▶ [Task details] Reproduce each of the following records line for line, without altering any character.

▶ [Task inputs]
_____

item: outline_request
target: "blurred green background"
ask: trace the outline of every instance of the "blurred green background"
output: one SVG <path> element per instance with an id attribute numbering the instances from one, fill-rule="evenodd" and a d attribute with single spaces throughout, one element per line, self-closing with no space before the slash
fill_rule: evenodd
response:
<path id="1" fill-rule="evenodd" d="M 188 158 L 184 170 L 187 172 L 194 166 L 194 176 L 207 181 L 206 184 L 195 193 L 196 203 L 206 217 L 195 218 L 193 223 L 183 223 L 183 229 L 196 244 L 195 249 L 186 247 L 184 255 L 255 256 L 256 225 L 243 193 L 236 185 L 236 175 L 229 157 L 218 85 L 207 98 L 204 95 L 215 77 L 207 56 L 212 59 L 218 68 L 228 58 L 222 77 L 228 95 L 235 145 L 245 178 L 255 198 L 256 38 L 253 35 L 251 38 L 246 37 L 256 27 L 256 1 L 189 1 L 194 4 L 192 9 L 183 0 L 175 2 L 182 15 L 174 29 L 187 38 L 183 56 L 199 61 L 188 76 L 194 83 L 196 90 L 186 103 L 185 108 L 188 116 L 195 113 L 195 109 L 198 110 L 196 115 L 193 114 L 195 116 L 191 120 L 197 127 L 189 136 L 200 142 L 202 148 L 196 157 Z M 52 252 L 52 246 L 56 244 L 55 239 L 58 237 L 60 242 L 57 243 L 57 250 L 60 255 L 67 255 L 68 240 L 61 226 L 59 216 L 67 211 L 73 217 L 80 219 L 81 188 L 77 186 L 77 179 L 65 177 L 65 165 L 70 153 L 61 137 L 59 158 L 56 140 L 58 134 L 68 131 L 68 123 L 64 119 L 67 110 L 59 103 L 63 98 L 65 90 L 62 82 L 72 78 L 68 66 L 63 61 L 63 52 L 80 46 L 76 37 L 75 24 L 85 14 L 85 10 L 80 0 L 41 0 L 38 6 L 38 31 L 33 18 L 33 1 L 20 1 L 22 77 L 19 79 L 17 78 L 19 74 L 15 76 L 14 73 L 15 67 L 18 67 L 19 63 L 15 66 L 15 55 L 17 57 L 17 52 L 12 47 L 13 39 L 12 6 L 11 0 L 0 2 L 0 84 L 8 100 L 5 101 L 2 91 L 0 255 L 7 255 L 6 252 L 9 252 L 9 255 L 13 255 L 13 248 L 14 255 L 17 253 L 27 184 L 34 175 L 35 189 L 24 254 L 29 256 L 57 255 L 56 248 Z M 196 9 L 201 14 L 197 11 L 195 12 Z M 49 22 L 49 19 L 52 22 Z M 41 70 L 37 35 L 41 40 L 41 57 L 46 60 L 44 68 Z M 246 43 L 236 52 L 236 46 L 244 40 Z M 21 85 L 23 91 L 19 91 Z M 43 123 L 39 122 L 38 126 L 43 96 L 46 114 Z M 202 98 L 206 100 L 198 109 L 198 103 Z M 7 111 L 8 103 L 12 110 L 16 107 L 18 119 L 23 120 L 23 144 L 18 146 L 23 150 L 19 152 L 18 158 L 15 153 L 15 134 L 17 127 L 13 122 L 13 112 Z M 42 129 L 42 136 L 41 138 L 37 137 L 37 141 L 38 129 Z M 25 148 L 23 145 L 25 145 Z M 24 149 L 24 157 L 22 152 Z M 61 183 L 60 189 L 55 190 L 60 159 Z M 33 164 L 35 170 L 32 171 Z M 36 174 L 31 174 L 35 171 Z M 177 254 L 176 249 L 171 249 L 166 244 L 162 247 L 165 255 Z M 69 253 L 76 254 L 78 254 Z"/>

_____

▶ [Finished answer]
item: outline_request
target: "blurred green background"
ask: trace the outline of every instance of the "blurred green background"
output: one SVG <path> element per instance with an id attribute numbering the instances from one, fill-rule="evenodd" and a d attribute with single spaces throughout, one element per line, self-closing with no space before the slash
fill_rule: evenodd
response:
<path id="1" fill-rule="evenodd" d="M 188 158 L 184 170 L 187 172 L 194 166 L 194 176 L 207 181 L 206 184 L 195 193 L 196 203 L 206 217 L 195 218 L 193 223 L 183 223 L 183 229 L 196 244 L 195 249 L 186 247 L 184 255 L 255 256 L 256 225 L 243 193 L 236 185 L 236 175 L 229 157 L 218 85 L 207 98 L 204 95 L 215 77 L 207 56 L 212 59 L 218 68 L 228 58 L 222 77 L 228 95 L 235 145 L 245 178 L 255 198 L 256 38 L 253 35 L 251 38 L 246 37 L 256 27 L 256 1 L 189 1 L 194 4 L 192 9 L 183 0 L 175 2 L 182 15 L 174 29 L 187 38 L 183 56 L 199 61 L 188 76 L 194 83 L 196 90 L 186 103 L 185 108 L 188 116 L 195 113 L 195 109 L 198 110 L 196 115 L 193 114 L 195 116 L 191 120 L 197 127 L 189 136 L 200 142 L 202 148 L 196 157 Z M 52 252 L 52 246 L 56 244 L 55 239 L 58 237 L 60 242 L 57 243 L 57 250 L 60 255 L 67 255 L 68 240 L 61 226 L 59 216 L 67 211 L 73 217 L 80 219 L 81 188 L 77 186 L 77 179 L 65 177 L 65 165 L 70 153 L 61 137 L 59 158 L 56 140 L 58 134 L 68 131 L 68 123 L 64 119 L 67 110 L 59 103 L 63 98 L 65 90 L 62 82 L 72 78 L 68 66 L 63 61 L 63 52 L 80 46 L 76 37 L 75 24 L 85 14 L 85 10 L 80 0 L 41 0 L 38 6 L 38 31 L 33 18 L 33 1 L 20 1 L 22 77 L 19 79 L 17 78 L 19 74 L 15 76 L 14 73 L 15 67 L 18 67 L 19 63 L 15 66 L 15 55 L 17 57 L 17 52 L 12 47 L 13 39 L 12 6 L 11 0 L 0 2 L 0 84 L 8 100 L 5 101 L 2 91 L 0 255 L 7 255 L 6 252 L 9 252 L 9 255 L 13 255 L 13 248 L 14 255 L 17 253 L 27 184 L 34 175 L 35 189 L 24 254 L 29 256 L 57 255 L 56 248 Z M 196 9 L 201 14 L 197 11 L 195 12 Z M 49 22 L 49 19 L 52 22 Z M 41 70 L 37 35 L 41 40 L 41 57 L 46 60 L 44 68 Z M 246 43 L 236 52 L 236 46 L 244 40 Z M 21 85 L 23 91 L 19 91 Z M 43 123 L 39 122 L 38 126 L 43 96 L 46 114 Z M 202 98 L 206 100 L 198 109 L 198 103 Z M 7 111 L 8 103 L 12 110 L 16 107 L 18 119 L 23 120 L 23 144 L 18 146 L 23 150 L 19 152 L 18 158 L 15 153 L 15 134 L 17 127 L 13 122 L 13 112 Z M 42 129 L 42 136 L 41 138 L 37 137 L 37 141 L 38 129 Z M 25 148 L 23 145 L 25 145 Z M 24 149 L 24 157 L 22 152 Z M 61 183 L 60 189 L 55 190 L 60 159 Z M 33 164 L 35 170 L 32 171 Z M 36 174 L 31 174 L 35 171 Z M 177 254 L 176 249 L 171 249 L 166 244 L 162 247 L 165 255 Z M 69 253 L 76 254 L 78 254 Z"/>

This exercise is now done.